Goals:
- A) Answer these questions from the article on the Madhya Pradesh High Court contempt ruling, one per line:
(i) For how many days was the man sentenced to prison?
(ii) Which two judges made up the Division Bench that wrote the judgment?
(iii) What was the date of the order the accused were said to have flouted?
- B) Quote the part of the article on the Madhya Pradesh High Court contempt ruling starting with "The Additional District and Sessions Judge Bareli, District" and going on through "Courts Act, 1971.".

Supplied passage:
MP HC Sends Contemnor To Jail For 10 Days For Making ‘Reckless Allegations’ Against Judge On Social Media
While taking a very strong exception to making reckless and sweeping allegations against a Judge on social media, the Madhya Pradesh High Court at Jabalpur in a most learned, laudable, landmark and latest judgment titled In Re Suo Motu Contempt Petition in Criminal No. 5 of 2020 in Contempt Petition Criminal No. 5 of 2020 that was reserved on April 12, 2023 and then finally pronounced on May 15, 2023 has sentenced a man to undergo imprisonment for a period of ten days for making reckless allegations of corruption against a district judge and circulating it on Whatsapp.
There has to be zero tolerance for such unhealthy trend of making reckless allegations against Judge on social media and those who still indulge in it must be asked to submit proof. If they can’t submit any substantial proof then they must be jailed at least for an year! It thus definitely merits no reiteration that our penal laws needs to be amended accordingly so that the right message percolates down that making reckless allegations against Judge will not go unpunished, unchecked and unaccounted for!
At the very outset, this brief, brilliant, bold and balanced judgment authored by the Division Bench comprising of Chief Justice Hon’ble Shri Justice Ravi Malimath and Hon’ble Shri Justice Ravi Mishra sets the ball in motion by first and foremost putting forth in para 1 that:
These suo motu proceedings for contempt were initiated in pursuance to a reference sent by Shri S.P.S. Bendela, Additional District Judge, Bareli under Section 15(2) of the Contempt of Courts Act, 1971 (hereinafter referred to as ‘the Act of 1971’) for registration of a civil as well as criminal contempt against the accused Krishna Kumar Raghuvanshi son of late Shri Shankar Singh Raghuvanshi and Shri Sumer Singh son of Shri Dhannu Lal for flouting the order dated 11.07.2019 passed in the Regular Civil Appeal No.27-A/2018 directing them to deposit the amount received as donation from the devotees in the Bank in the name of trust.
The Additional District and Sessions Judge Bareli, District Raisen has further submitted that the contemnor Shri Krishna Kumar Raghuvanshi committed criminal contempt as after the order dated 11.07.2019 passed in the Regular Civil Appeal No.27-A/2018, he has circulated a letter in the social media (Whatsapp) maligning the image, reputation and prestige of the Court causing adverse impact in the due process of the judicial proceedings in view of the judgment passed by the Hon’ble Supreme Court in the case of Het Ram Beniwal and others vs. Raghuveer Singh, reported in 2017 Cri.LJ 175. Thus, the Additional District and Sessions Judge has sent a reference praying to punish contemnors Shri Krishna Kumar Raghuvanshi and Shri Sumer Singh Raghuvanshi under the Contempt of Courts Act, 1971.
To put things in perspective, the Division Bench envisages in para 2 that:
The facts in nutshell are that the accused Krishna Kumar Raghuvanshi filed a Regular Civil Appeal No.27-A/2018 in the Court of 1st Additional District Judge, Bareli against the judgment and decree passed by the 2nd Civil Judge, Class-I, Barela in Regular Civil Suit No.25-A/2016 dated 04.12.2018. During the pendency of the appeal, the respondents filed a compromise application and the Additional District Judge decreed the appeal in terms of the settlement arrived at between the parties. On 29.07.2019 one Shri Yashpal Singh Raghuvanshi made an application before the Additional District Judge under Section 15 of the Act of 1971 alleging that the respondents have violated the decree of the Court, on the basis of which, an M.J.C. No.12/2019 was registered. The statements of the witnesses have been recorded and the documentary evidence has been produced before the Court. The respondents denied the allegations leveled against them.

Entries provided:

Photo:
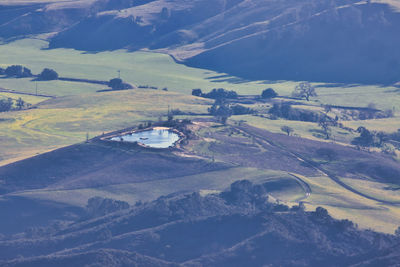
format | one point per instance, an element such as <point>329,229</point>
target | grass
<point>303,129</point>
<point>342,203</point>
<point>51,88</point>
<point>79,110</point>
<point>140,68</point>
<point>146,191</point>
<point>66,120</point>
<point>27,98</point>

Answers given:
- A)
(i) Ten days
(ii) Chief Justice Ravi Malimath and Justice Ravi Mishra
(iii) 11.07.2019

- B)
The Additional District and Sessions Judge Bareli, District Raisen has further submitted that the contemnor Shri Krishna Kumar Raghuvanshi committed criminal contempt as after the order dated 11.07.2019 passed in the Regular Civil Appeal No.27-A/2018, he has circulated a letter in the social media (Whatsapp) maligning the image, reputation and prestige of the Court causing adverse impact in the due process of the judicial proceedings in view of the judgment passed by the Hon’ble Supreme Court in the case of Het Ram Beniwal and others vs. Raghuveer Singh, reported in 2017 Cri.LJ 175. Thus, the Additional District and Sessions Judge has sent a reference praying to punish contemnors Shri Krishna Kumar Raghuvanshi and Shri Sumer Singh Raghuvanshi under the Contempt of Courts Act, 1971.